▸ Exercise objective
Only the lines below starting at the one that contains "box: [1004, 427, 1231, 493]" and ending at the one that contains "471L1204 478L1218 494L1237" are to be reproduced, exactly and with both ends kept.

▸ Supplied records
= Beginning of Section =

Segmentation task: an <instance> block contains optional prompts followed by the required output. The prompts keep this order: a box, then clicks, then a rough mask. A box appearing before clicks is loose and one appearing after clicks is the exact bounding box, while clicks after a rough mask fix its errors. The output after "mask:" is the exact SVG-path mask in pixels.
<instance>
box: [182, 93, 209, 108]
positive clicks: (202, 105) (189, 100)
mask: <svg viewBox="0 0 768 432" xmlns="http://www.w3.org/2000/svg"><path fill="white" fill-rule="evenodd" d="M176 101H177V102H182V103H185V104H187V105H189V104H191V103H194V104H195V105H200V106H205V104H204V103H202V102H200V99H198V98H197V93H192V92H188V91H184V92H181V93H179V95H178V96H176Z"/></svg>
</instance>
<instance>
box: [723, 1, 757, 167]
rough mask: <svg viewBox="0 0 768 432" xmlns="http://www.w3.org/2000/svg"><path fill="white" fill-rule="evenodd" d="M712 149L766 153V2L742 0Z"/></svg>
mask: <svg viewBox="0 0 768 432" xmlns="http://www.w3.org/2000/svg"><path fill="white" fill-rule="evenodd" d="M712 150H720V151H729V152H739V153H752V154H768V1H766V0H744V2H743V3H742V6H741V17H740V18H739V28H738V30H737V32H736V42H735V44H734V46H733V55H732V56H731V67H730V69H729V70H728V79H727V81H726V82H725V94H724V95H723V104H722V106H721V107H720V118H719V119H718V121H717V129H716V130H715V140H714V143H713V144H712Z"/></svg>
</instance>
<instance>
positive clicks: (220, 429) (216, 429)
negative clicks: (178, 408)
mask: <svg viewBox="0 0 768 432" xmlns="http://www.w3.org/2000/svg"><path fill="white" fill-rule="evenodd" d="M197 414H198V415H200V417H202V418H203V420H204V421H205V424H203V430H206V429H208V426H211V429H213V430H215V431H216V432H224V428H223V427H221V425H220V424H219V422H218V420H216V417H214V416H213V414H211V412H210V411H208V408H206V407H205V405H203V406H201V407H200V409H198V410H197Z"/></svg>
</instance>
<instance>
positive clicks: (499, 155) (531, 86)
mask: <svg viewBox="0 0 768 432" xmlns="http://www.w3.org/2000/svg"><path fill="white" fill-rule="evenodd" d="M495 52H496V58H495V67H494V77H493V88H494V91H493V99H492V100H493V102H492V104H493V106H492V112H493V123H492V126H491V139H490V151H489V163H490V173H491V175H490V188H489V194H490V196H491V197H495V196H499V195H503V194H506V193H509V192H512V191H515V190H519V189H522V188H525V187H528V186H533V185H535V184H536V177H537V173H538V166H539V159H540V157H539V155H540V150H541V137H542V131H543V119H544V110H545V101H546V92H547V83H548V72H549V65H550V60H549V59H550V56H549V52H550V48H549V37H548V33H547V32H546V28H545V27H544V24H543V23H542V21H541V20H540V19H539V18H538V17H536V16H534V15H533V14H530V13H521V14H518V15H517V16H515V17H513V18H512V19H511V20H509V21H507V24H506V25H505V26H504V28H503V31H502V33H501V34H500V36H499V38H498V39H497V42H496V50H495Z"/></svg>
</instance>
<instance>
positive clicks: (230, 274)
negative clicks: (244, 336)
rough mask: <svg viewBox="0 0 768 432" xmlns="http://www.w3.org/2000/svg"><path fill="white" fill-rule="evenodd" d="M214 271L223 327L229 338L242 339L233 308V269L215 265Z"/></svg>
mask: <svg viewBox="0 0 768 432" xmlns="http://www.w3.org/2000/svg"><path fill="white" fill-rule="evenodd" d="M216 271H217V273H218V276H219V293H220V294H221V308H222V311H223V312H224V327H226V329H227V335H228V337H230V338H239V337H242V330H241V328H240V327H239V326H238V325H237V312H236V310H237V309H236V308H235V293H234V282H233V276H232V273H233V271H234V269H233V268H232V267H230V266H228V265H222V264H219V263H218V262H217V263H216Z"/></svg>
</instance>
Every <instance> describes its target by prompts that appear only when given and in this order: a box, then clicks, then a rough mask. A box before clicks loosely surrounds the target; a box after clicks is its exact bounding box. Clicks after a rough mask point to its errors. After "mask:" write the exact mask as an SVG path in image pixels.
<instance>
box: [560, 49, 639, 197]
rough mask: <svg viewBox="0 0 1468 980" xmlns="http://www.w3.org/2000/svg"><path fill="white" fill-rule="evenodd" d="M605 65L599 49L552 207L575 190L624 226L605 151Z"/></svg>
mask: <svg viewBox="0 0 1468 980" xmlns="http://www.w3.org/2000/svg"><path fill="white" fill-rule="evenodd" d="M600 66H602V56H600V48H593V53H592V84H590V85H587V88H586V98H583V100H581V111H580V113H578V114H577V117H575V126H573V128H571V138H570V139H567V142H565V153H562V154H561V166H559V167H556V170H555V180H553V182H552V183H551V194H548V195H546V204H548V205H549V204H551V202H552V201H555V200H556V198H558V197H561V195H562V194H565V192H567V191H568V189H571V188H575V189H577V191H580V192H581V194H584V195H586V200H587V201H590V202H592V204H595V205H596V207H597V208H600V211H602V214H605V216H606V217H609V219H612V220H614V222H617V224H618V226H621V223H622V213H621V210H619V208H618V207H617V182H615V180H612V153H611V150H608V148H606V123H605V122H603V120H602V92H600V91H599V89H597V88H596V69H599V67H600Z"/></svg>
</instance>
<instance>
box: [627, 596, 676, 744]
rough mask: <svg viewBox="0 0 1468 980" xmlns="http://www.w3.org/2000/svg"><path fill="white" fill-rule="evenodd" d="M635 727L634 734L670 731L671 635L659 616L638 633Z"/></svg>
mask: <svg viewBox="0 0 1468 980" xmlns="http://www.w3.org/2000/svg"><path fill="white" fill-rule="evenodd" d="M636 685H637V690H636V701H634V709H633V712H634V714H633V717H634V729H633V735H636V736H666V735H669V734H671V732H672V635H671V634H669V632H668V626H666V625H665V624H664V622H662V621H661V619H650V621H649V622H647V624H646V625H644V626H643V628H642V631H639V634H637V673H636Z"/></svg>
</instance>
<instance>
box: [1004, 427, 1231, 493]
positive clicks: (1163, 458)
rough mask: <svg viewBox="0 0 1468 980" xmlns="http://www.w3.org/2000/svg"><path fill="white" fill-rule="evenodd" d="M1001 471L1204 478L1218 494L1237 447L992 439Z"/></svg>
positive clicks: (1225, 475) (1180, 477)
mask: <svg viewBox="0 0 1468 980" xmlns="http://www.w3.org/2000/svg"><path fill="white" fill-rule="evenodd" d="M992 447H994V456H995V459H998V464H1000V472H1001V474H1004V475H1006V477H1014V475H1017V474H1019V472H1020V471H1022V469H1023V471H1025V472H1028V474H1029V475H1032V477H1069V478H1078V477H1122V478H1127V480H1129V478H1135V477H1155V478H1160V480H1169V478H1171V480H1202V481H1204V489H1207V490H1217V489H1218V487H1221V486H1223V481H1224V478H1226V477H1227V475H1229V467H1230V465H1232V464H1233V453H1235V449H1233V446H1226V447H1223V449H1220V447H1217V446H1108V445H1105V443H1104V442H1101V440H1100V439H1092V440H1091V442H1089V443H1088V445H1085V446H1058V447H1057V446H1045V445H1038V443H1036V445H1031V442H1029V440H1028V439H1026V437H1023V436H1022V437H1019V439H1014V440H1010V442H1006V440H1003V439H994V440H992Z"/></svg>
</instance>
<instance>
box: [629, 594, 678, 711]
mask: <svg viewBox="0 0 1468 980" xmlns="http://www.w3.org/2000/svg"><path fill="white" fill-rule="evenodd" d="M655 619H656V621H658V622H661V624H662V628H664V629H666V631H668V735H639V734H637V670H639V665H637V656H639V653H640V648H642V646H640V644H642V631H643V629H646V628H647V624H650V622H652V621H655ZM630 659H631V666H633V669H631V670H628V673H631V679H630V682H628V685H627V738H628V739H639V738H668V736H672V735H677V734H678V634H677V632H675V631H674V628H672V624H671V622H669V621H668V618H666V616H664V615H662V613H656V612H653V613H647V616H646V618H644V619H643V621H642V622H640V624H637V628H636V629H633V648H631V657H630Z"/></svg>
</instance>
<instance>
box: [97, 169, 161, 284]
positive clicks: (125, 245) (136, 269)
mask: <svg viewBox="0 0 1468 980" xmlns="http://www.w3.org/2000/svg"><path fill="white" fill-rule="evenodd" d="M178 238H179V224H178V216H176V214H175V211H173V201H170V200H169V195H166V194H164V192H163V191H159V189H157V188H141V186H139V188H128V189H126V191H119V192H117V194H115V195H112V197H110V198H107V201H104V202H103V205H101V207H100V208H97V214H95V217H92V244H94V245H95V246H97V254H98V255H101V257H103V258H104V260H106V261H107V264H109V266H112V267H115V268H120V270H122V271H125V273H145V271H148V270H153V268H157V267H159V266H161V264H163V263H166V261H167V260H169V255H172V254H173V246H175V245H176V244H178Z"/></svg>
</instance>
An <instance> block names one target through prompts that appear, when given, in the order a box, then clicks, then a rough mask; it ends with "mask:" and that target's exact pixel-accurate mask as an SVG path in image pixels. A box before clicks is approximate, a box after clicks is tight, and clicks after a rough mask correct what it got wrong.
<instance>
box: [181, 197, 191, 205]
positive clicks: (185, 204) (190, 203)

= End of Section =

▸ Output of the task
box: [1004, 427, 1231, 493]
positive clicks: (1163, 458)
rough mask: <svg viewBox="0 0 1468 980" xmlns="http://www.w3.org/2000/svg"><path fill="white" fill-rule="evenodd" d="M1001 471L1204 478L1218 494L1237 447L992 439Z"/></svg>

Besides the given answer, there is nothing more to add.